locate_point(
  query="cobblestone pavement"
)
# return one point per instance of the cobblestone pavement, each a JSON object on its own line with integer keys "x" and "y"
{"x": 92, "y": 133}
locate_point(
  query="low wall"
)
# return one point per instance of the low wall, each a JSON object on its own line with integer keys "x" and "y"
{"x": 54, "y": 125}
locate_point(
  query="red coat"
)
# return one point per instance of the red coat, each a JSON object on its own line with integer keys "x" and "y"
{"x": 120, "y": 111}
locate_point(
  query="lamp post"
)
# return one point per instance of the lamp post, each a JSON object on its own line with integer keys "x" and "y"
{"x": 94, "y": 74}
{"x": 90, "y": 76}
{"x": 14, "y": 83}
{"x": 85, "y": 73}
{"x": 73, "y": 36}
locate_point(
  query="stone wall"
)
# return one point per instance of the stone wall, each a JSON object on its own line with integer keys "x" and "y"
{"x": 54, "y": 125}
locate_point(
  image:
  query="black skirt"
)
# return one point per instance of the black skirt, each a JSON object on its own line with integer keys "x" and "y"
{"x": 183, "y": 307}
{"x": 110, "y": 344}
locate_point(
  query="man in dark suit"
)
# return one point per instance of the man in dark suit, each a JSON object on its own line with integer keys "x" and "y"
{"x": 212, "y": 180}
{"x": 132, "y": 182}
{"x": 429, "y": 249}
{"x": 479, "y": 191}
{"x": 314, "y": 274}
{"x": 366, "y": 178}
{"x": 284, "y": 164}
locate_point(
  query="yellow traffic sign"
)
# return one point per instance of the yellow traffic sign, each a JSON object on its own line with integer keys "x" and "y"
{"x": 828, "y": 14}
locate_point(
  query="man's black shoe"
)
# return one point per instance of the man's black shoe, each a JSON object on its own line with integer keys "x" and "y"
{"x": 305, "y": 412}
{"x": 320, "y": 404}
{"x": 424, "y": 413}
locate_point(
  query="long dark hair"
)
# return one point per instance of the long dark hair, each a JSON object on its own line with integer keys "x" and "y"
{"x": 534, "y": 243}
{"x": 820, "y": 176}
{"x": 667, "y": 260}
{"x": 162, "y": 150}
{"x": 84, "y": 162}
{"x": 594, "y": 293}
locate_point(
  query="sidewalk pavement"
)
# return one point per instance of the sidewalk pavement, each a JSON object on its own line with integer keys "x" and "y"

> Aim: Collect every line of the records above that contains the string "wall", and copy each one out in its original order.

> Output below:
  query="low wall"
# return one point per instance of the low wall, each a JSON object on its own line with integer keys "x" and "y"
  query="stone wall"
# return one point per instance of the stone wall, each a JSON object on its own line with integer keys "x" and "y"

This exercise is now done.